Please find every line of the material below that contains the word "space", and copy each of those lines.

>>>

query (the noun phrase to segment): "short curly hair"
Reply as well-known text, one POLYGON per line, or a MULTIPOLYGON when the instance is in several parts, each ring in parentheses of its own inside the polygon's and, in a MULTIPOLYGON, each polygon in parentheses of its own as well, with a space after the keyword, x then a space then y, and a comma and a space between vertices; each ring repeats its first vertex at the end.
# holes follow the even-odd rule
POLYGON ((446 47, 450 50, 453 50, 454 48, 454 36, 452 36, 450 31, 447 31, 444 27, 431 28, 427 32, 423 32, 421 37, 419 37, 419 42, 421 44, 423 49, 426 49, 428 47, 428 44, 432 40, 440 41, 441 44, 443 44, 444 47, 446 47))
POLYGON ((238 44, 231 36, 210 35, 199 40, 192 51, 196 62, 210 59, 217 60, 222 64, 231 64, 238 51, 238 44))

<<<

- Result of the exercise -
Reply as well-known text, one POLYGON per line, or a MULTIPOLYGON when the instance is in several parts, each ring in parentheses of its own inside the polygon's and, in a MULTIPOLYGON, each polygon in parentheses of its own as well, with a space after the keyword, x then a space then y, and a comma and a space between vertices; each ring repeats its first vertex at the end.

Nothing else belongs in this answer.